-- AUFGABEN --
• 1. Entscheide für jede der Aussagen (a), (b) und (c), ob sie mit dem Textauszug zur staatsrechtlichen Beschwerde übereinstimmt. Antworte jeweils mit Ja oder Nein und zitiere die ausschlaggebenden Worte des Textauszugs wörtlich. (a) Der Richter prüft den angefochtenen Entscheid von sich aus umfassend auf seine Verfassungsmässigkeit. (b) Stützt sich ein angefochtener Entscheid auf zwei selbständige Begründungen, sind beide anzufechten. (c) Das Kassationsgericht ist auf die kantonale Nichtigkeitsbeschwerde mit nur einer Begründung nicht eingetreten.
• 2. Bitte suche aus den Einträgen jede Zeile heraus, in der die Zeichenfolge „water“ vorkommt, und gib diese Zeilen unverändert wieder.
##### TEXTAUSZUG #####
Nach Art. 90 Abs. 1 lit. b OG hat die Beschwerdeschrift eine kurz gefasste Darlegung darüber zu enthalten, welche verfassungsmässigen Rechte und inwiefern sie der angefochtene Entscheid verletzt. Im Verfahren der staatsrechtlichen Beschwerde prüft das Bundesgericht nur klar und detailliert erhobene und, soweit möglich, belegte Rügen. Der Grundsatz der richterlichen Rechtsanwendung findet somit im Bereich der Verfassungsgerichtsbarkeit keine Anwendung, sondern es gilt das Rügeprinzip: der Richter untersucht den angefochtenen Entscheid nicht von sich aus umfassend auf seine Verfassungsmässigkeit, sondern beschränkt sich auf die Prüfung der in der Beschwerde rechtsgenüglich vorgebrachten Rügen (BGE 129 I 113 E. 2.1 S. 120; 185 E. 1.6 S. 189; 125 I 492 E. 1b; 122 I 70 E. 1c; 119 Ia 197 E. 1d). Beruht der angefochtene Entscheid auf zwei selbständigen Begründungen, müssen beide angefochten werden, und zwar mit dem jeweils richtigen Rechtsmittel (BGE 105 Ib 221 E. 2c S. 224; 107 Ib 264 E. 3b S. 268; 113 Ia 94 E. 1a/bb S. 95 f.; analog für die Berufung: BGE 111 II 397 E. 2b; 115 II 300 E. 2a S. 302). Ficht der Beschwerdeführer nur eine von zwei selbständigen Begründungen an, bleibt der angefochtene Entscheid gestützt auf die unangefochtene Begründung im Ergebnis auch dann bestehen, wenn die in der Beschwerde erhobenen Einwände begründet sind. Die Berufung läuft in diesem Fall auf einen blossen Streit über Entscheidungsgründe hinaus, wofür kein Rechtsschutzinteresse besteht (vgl. 122 III 43 E. 3 S. 45 mit Hinweis).
 
2.2 Das Kassationsgericht ist mit doppelter Begründung auf die kantonale Nichtigkeitsbeschwerde, soweit sie sich gegen die Verfügung des Vizepräsidenten des Handelsgerichts vom 20. Oktober 2004 richtete, nicht eingetreten. Es erwog zunächst unter Hinweis auf die kantonale Rechtsprechung, dass die Einsprache gegen eine Präsidialverfügung immer zulässig sei, nicht nur in den in § 122 GVG/ZH genannten Fällen, weshalb die Nichtigkeitsbeschwerde gegen solche Verfügungen, zu welchen die angefochtene gehöre, ausgeschlossen sei. Aus diesem Grunde könne auf die Beschwerde nicht eingetreten werden.
##### BEREITGESTELLTE DATEN #####
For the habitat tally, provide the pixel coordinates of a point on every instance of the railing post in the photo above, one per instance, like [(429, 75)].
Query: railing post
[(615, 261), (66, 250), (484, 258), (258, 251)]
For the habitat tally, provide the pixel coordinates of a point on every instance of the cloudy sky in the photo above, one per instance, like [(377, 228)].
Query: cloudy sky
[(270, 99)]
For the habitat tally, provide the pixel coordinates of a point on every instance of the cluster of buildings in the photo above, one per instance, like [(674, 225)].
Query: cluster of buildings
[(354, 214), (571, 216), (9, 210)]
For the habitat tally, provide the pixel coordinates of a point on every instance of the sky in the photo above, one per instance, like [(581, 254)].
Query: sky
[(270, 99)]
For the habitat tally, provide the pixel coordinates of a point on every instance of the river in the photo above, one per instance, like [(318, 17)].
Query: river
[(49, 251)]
#####
##### BEREITGESTELLTE DATEN #####
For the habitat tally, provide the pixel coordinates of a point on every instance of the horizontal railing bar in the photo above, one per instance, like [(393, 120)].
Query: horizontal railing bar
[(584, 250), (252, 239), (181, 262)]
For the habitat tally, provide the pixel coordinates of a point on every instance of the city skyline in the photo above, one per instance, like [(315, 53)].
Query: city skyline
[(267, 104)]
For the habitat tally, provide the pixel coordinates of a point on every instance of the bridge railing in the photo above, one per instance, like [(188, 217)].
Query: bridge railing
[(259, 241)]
#####
##### BEREITGESTELLTE DATEN #####
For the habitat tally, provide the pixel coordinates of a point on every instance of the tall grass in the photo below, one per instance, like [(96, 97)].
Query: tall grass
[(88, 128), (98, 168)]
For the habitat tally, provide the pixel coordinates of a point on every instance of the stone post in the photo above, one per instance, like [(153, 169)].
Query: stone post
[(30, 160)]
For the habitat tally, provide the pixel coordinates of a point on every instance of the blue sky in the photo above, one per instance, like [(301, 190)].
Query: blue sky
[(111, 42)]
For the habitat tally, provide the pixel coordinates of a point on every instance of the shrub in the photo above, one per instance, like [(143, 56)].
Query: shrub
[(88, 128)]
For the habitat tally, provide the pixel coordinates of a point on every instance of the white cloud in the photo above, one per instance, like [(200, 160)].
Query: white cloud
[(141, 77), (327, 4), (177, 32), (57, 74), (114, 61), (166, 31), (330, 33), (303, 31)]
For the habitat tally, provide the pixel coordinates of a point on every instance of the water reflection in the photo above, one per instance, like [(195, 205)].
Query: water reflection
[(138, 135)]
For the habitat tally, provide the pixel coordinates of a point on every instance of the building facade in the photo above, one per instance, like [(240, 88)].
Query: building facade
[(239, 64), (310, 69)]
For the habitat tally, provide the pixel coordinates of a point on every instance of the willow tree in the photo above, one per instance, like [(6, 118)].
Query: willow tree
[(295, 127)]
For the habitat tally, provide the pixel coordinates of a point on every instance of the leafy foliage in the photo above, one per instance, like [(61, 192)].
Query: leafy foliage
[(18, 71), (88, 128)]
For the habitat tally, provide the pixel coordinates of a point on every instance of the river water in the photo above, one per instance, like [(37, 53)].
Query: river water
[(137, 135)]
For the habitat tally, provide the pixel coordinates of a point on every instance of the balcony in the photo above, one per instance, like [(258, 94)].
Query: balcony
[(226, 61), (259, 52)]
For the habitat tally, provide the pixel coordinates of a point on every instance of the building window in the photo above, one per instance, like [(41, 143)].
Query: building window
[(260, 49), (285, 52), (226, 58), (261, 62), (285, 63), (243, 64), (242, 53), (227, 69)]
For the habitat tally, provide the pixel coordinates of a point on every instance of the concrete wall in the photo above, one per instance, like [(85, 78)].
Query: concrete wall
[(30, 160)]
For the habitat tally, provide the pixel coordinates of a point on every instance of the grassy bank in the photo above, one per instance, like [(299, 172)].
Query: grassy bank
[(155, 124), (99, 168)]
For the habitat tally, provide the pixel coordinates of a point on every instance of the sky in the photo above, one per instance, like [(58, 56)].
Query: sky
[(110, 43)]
#####
-- ANTWORTEN PRO AUFGABE --
• 1.
(a) Nein: „der Richter untersucht den angefochtenen Entscheid nicht von sich aus umfassend auf seine Verfassungsmässigkeit“
(b) Ja: „Beruht der angefochtene Entscheid auf zwei selbständigen Begründungen, müssen beide angefochten werden“
(c) Nein: „Das Kassationsgericht ist mit doppelter Begründung auf die kantonale Nichtigkeitsbeschwerde, soweit sie sich gegen die Verfügung des Vizepräsidenten des Handelsgerichts vom 20. Oktober 2004 richtete, nicht eingetreten.“

• 2.
For the habitat tally, provide the pixel coordinates of a point on every instance of the water reflection in the photo above, one per instance, like [(195, 205)].
Query: water reflection
For the habitat tally, provide the pixel coordinates of a point on every instance of the river water in the photo above, one per instance, like [(37, 53)].
Query: river water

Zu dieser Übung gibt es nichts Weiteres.